(AVAILABLE DATA):
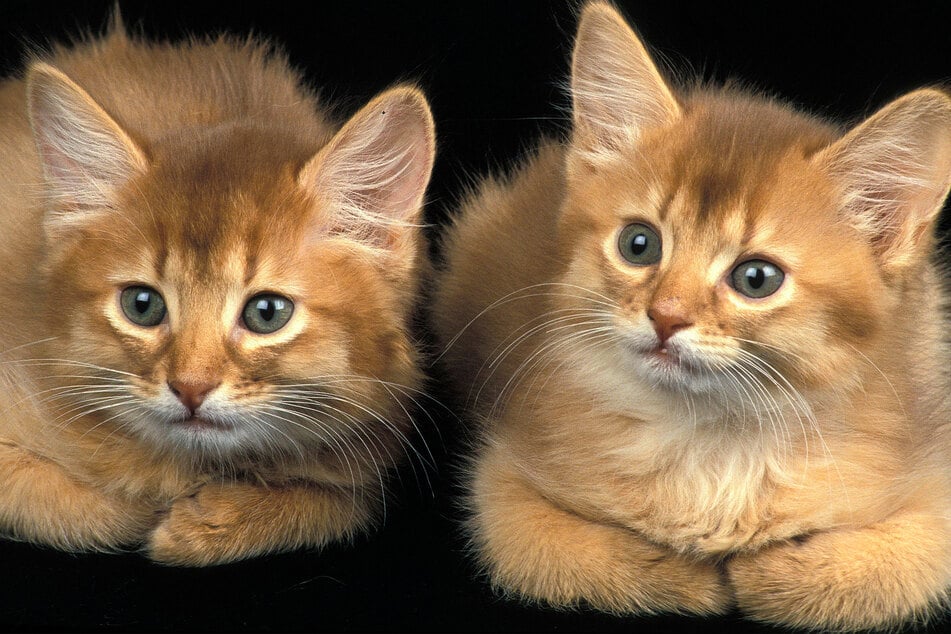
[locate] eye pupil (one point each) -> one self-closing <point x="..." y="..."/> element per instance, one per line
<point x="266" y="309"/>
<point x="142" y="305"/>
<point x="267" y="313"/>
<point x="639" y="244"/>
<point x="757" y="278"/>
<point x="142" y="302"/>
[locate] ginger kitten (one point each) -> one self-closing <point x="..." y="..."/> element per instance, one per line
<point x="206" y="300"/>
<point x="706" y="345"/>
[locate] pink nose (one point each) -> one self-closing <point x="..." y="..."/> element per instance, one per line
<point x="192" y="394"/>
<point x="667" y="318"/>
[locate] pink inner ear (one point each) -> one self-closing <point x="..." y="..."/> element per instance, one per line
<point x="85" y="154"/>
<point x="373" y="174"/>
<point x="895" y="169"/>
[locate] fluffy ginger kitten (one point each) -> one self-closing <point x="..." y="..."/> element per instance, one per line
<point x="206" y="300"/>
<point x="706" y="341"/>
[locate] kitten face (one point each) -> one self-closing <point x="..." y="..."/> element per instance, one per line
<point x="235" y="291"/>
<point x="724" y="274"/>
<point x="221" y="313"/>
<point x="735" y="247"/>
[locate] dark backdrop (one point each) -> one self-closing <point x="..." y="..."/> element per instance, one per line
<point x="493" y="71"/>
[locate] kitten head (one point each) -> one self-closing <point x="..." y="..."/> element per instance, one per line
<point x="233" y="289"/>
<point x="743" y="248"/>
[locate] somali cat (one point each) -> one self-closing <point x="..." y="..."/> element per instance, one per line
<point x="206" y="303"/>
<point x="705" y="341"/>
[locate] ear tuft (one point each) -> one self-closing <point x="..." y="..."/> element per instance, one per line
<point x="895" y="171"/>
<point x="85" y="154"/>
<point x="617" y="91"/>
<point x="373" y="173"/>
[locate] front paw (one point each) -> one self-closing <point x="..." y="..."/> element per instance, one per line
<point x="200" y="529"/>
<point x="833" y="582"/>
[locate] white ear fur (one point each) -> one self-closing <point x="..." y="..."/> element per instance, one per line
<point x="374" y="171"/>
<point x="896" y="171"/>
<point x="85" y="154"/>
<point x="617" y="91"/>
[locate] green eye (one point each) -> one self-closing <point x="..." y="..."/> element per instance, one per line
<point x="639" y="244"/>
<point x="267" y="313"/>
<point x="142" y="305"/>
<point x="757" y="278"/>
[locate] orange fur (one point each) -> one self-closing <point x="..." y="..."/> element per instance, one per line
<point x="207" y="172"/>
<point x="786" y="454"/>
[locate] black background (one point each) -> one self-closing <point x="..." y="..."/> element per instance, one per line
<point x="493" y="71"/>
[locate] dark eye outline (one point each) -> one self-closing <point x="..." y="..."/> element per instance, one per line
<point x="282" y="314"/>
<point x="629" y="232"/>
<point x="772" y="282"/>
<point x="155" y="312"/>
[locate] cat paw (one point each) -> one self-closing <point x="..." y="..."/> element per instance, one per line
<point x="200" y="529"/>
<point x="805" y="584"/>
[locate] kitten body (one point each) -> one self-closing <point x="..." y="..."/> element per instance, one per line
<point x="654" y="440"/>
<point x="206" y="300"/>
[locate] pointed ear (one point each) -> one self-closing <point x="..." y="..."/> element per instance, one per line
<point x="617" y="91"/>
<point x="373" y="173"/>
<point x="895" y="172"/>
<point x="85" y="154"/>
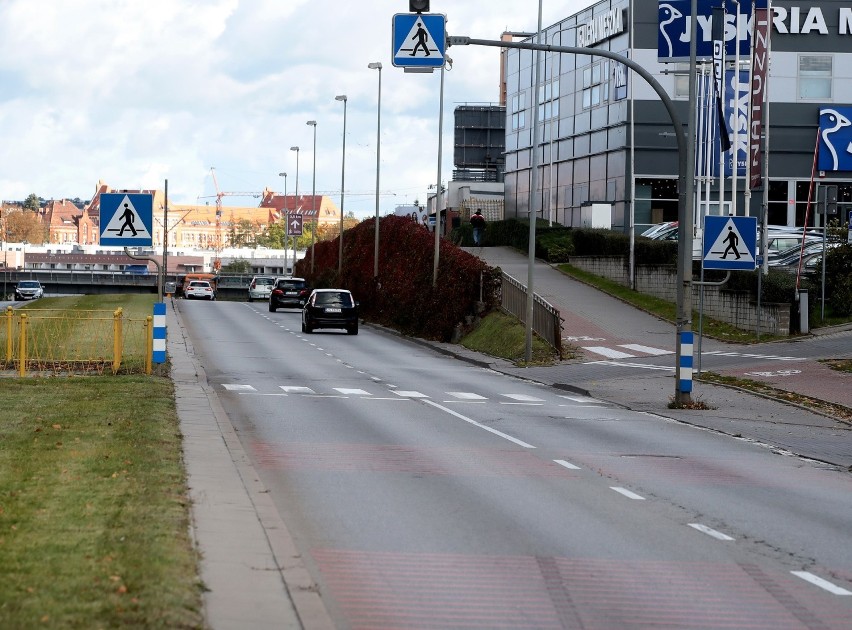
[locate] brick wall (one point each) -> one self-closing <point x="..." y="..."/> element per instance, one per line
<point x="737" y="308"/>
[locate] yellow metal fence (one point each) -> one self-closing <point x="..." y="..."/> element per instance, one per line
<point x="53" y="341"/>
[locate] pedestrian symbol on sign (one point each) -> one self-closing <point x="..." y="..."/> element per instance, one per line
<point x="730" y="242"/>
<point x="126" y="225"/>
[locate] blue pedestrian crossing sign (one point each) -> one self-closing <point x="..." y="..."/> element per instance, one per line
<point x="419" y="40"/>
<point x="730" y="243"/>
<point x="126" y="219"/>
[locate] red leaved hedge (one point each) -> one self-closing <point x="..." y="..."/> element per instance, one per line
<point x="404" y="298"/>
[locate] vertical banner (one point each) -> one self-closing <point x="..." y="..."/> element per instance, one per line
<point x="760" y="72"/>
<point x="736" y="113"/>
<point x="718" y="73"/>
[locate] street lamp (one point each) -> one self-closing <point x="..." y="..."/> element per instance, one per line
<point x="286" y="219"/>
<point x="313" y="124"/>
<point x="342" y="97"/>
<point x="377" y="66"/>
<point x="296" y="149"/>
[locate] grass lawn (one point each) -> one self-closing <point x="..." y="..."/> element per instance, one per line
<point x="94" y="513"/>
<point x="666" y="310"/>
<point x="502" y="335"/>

...

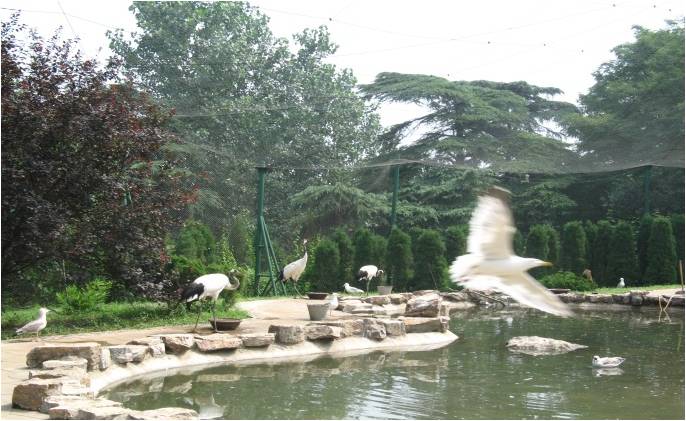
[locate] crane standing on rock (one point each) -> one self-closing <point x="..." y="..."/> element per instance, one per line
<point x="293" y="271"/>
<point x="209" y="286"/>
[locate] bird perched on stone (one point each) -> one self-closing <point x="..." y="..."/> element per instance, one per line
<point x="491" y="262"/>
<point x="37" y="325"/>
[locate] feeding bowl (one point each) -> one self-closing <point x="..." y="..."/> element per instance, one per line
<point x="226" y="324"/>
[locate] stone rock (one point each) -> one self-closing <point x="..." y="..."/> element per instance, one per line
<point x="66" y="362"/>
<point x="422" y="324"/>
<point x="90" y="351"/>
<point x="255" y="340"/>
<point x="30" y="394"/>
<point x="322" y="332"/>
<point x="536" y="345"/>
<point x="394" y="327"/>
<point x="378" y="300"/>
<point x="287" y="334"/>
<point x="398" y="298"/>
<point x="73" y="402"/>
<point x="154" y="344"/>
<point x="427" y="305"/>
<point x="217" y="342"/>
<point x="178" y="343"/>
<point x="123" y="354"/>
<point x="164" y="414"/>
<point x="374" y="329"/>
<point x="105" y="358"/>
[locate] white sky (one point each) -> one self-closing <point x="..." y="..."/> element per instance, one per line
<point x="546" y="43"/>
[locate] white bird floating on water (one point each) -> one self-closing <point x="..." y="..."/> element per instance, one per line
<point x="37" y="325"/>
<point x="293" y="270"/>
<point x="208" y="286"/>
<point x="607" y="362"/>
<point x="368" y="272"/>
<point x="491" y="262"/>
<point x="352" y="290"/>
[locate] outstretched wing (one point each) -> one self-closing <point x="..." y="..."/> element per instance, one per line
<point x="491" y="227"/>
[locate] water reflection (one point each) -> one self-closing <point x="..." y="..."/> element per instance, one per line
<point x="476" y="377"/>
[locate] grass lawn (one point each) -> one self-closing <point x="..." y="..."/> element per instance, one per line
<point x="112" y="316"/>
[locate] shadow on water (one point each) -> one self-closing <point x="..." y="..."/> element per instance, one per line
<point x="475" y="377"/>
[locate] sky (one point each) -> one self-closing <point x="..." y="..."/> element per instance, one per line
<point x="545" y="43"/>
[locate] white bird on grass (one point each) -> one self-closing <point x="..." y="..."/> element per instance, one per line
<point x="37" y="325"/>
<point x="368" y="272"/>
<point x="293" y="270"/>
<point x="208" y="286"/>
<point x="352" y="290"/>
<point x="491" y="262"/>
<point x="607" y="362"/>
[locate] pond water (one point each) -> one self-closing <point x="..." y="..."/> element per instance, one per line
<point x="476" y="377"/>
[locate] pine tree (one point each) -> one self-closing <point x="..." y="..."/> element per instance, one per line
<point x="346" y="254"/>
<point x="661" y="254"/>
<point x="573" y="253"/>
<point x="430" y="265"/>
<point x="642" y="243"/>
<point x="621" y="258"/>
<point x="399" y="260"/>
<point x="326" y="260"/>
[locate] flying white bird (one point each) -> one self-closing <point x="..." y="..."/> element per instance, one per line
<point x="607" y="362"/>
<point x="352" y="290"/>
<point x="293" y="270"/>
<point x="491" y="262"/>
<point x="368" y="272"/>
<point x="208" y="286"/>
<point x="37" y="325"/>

==

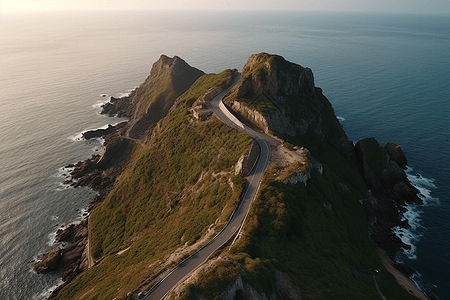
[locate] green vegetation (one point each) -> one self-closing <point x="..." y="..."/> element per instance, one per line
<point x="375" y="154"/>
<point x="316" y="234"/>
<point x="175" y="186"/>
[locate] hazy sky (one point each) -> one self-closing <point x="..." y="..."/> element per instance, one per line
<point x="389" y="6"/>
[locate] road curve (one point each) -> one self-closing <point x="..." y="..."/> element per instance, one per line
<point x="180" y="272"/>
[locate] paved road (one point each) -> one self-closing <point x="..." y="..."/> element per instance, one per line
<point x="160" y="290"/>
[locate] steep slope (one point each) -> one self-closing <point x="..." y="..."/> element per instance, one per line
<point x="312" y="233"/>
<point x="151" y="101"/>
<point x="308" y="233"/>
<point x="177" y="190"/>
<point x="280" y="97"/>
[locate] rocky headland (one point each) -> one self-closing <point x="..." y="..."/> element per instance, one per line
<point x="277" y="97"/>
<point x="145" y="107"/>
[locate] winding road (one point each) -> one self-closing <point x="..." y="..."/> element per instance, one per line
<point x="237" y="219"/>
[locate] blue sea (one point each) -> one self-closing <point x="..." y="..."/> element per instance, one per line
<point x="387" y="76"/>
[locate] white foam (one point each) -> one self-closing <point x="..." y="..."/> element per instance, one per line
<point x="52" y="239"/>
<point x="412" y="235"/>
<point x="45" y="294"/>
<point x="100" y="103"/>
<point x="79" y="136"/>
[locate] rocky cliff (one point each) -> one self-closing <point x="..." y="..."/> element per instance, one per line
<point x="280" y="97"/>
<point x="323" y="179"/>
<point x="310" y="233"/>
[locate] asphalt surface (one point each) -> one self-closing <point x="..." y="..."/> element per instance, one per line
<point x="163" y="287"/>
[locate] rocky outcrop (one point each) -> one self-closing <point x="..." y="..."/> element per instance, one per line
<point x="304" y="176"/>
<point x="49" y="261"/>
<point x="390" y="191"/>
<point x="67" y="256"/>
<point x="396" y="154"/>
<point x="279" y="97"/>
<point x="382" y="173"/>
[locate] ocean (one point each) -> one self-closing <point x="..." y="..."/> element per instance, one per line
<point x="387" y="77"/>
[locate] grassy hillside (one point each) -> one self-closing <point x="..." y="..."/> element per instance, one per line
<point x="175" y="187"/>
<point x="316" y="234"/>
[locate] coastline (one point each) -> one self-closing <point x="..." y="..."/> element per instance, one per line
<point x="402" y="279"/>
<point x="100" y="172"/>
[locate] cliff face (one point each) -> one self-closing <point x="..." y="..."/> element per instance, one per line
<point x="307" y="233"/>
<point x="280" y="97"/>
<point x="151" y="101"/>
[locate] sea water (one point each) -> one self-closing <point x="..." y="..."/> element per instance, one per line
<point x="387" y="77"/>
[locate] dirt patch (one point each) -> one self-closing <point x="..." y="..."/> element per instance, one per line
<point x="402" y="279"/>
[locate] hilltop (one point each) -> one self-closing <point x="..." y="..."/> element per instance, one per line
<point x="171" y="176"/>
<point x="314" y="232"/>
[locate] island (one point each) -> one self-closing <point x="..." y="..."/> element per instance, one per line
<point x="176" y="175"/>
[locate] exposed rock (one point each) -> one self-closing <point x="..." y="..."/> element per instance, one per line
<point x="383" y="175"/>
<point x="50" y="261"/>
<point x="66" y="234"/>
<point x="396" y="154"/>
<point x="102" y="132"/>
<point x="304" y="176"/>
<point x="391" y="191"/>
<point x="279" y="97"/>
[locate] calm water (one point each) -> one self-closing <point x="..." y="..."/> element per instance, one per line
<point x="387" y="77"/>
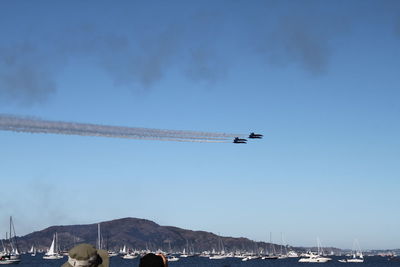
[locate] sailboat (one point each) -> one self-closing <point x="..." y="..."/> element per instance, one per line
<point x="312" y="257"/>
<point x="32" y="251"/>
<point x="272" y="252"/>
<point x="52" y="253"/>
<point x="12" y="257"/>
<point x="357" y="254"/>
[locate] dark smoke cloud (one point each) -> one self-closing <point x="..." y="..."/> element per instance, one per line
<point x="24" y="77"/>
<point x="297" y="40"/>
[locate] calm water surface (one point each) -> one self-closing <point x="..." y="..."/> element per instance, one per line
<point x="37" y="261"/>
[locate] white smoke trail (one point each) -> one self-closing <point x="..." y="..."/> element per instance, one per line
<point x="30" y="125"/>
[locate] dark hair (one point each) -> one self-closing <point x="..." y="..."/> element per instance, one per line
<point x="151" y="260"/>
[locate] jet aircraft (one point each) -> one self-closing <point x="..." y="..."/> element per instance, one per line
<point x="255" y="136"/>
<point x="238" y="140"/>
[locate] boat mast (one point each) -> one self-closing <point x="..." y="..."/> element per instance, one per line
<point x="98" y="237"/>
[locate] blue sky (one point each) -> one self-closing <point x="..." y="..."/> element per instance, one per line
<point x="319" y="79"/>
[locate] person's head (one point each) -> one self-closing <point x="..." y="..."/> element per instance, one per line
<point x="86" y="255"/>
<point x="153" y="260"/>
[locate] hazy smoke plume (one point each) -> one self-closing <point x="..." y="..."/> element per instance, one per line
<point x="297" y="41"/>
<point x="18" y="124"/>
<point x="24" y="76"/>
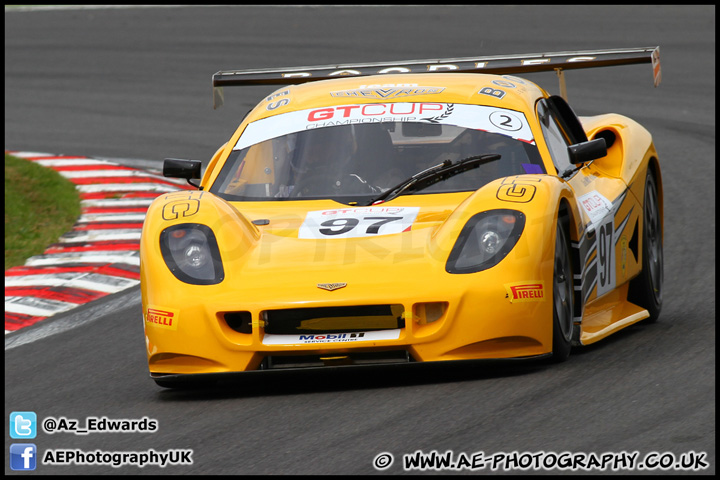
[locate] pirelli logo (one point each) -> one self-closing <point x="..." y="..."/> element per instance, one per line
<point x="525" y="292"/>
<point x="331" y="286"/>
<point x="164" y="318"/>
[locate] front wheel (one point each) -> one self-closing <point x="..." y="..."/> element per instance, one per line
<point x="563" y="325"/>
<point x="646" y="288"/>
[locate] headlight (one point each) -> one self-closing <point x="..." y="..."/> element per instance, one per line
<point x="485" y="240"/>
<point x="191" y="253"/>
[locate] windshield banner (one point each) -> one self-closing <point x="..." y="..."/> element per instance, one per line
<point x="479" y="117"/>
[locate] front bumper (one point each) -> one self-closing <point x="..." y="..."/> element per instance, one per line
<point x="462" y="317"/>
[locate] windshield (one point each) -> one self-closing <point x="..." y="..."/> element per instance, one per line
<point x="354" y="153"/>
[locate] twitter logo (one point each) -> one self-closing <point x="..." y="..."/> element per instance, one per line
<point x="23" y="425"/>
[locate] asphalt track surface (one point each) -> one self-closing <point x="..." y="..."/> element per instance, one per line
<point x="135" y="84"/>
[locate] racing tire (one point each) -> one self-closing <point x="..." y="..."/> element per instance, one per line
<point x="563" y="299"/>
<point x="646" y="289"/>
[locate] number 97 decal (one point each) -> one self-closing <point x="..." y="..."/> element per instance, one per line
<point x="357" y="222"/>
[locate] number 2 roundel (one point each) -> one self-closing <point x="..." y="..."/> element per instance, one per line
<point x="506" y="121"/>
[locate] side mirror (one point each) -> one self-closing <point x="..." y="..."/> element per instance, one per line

(TASK DESCRIPTION):
Using the material above, transcribe exactly the lines from the line with "[locate] number 97" to the line with "[locate] side mirror"; both count, and nothing else goes in.

(FINAL ANSWER):
[locate] number 97 decal (one point each) -> one self-closing <point x="..." y="..."/> element per instance, one per line
<point x="357" y="222"/>
[locate] number 2 roundel (one point each) -> one self-closing <point x="..." y="..."/> element per instance, one per line
<point x="506" y="121"/>
[locate] side mirror (one point each) -> one self-closing <point x="..." y="..."/> element per instance, one per line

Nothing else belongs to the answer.